◆ Natural-language object grounding data
•••

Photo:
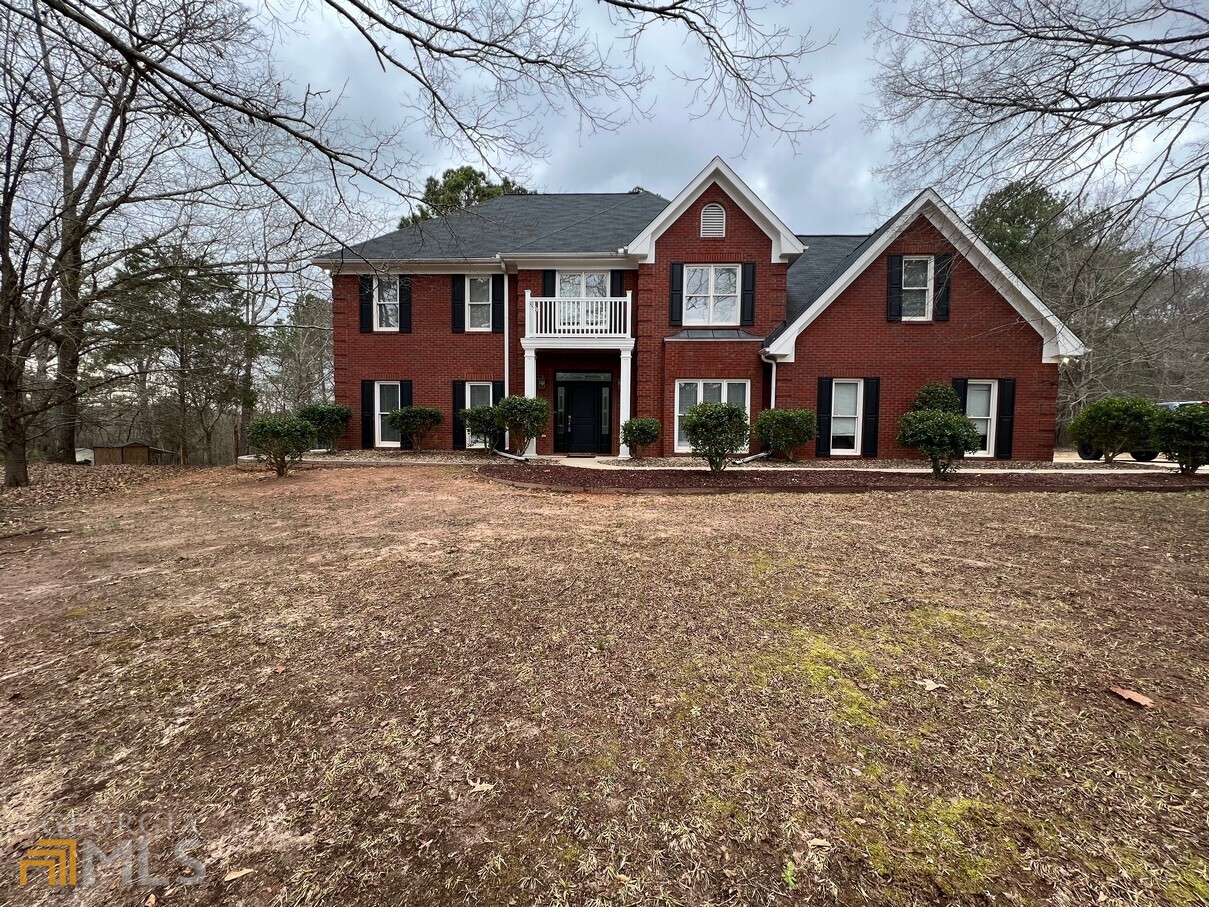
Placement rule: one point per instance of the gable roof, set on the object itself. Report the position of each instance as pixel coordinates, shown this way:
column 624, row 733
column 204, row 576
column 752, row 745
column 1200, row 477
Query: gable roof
column 814, row 295
column 785, row 243
column 513, row 224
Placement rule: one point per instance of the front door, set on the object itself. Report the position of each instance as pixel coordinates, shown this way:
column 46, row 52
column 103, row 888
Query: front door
column 582, row 415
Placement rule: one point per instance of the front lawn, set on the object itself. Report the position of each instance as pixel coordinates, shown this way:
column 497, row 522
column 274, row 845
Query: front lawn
column 416, row 686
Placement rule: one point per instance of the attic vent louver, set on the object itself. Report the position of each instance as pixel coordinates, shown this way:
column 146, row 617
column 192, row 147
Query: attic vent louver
column 713, row 221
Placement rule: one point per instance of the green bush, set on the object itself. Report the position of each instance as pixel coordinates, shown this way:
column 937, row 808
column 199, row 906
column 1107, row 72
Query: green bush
column 414, row 423
column 1183, row 435
column 524, row 419
column 330, row 421
column 482, row 425
column 716, row 431
column 784, row 431
column 638, row 433
column 1117, row 423
column 942, row 437
column 937, row 397
column 281, row 440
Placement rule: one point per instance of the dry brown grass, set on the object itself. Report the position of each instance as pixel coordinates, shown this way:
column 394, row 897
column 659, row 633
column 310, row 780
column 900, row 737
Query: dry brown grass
column 418, row 687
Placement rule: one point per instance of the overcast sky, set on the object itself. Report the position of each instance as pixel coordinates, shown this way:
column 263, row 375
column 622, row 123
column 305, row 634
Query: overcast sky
column 827, row 185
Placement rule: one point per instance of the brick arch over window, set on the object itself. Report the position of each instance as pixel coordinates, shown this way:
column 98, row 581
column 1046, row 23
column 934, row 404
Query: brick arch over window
column 713, row 220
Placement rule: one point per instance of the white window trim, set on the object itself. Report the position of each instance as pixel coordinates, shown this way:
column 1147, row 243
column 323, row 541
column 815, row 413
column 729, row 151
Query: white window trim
column 929, row 292
column 379, row 414
column 377, row 305
column 470, row 444
column 858, row 437
column 994, row 415
column 583, row 283
column 676, row 414
column 490, row 302
column 739, row 295
column 722, row 211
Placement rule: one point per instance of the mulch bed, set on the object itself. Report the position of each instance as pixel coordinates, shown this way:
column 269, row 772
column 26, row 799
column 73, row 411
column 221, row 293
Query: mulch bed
column 561, row 478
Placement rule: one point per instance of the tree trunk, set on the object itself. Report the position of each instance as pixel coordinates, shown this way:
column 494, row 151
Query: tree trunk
column 16, row 464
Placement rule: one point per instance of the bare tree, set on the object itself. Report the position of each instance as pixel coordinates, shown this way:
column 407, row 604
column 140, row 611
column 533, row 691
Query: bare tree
column 1070, row 94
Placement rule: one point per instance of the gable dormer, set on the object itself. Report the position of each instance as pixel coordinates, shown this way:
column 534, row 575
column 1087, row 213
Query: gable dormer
column 713, row 201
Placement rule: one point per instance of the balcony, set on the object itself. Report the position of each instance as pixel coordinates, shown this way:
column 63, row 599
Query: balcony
column 593, row 317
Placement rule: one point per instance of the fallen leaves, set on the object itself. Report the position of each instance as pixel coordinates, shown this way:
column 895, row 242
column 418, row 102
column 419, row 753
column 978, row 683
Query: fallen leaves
column 1132, row 697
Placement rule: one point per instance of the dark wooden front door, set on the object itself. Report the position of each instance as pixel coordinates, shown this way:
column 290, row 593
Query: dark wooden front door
column 583, row 414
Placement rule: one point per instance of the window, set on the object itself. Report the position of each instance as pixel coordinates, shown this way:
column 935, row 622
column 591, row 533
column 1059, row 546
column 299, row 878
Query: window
column 690, row 392
column 918, row 272
column 586, row 286
column 981, row 405
column 846, row 416
column 478, row 304
column 711, row 294
column 386, row 399
column 386, row 302
column 713, row 221
column 478, row 393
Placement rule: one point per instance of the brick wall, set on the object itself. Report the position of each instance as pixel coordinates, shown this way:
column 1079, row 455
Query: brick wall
column 984, row 338
column 660, row 362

•••

◆ TASK INSTRUCTIONS
Repeat, exactly and in full, each line from the start of the data to the line that contains "column 1107, row 72". Pictures do not go in.

◆ PROBLEM SOLUTION
Photo:
Placement rule: one point per instance of the gable roof, set on the object itself. Report the position of each instance as pixel coordinates, shown this way:
column 624, row 733
column 204, row 576
column 752, row 745
column 1200, row 477
Query: gable roof
column 814, row 295
column 785, row 243
column 513, row 224
Placement rule: one point per instance of the front door, set on the object itself. Report the position of each instance as pixel coordinates, shown this way:
column 46, row 52
column 103, row 888
Query: front door
column 582, row 415
Placement rule: one point per instance of the front lawn, set on the object itself. Report the position of each instance as pixel coordinates, shown this way:
column 497, row 522
column 274, row 845
Query: front lawn
column 416, row 686
Placement rule: one point per instance of the attic vent louver, set on the object itself. Report the position of each instance as pixel coordinates, shown this way:
column 146, row 617
column 192, row 147
Query: attic vent louver
column 713, row 221
Placement rule: one point per instance of the green bush, set on the object itself. Report the position of each instance as pixel coordinates, shown this way:
column 937, row 808
column 199, row 906
column 1107, row 72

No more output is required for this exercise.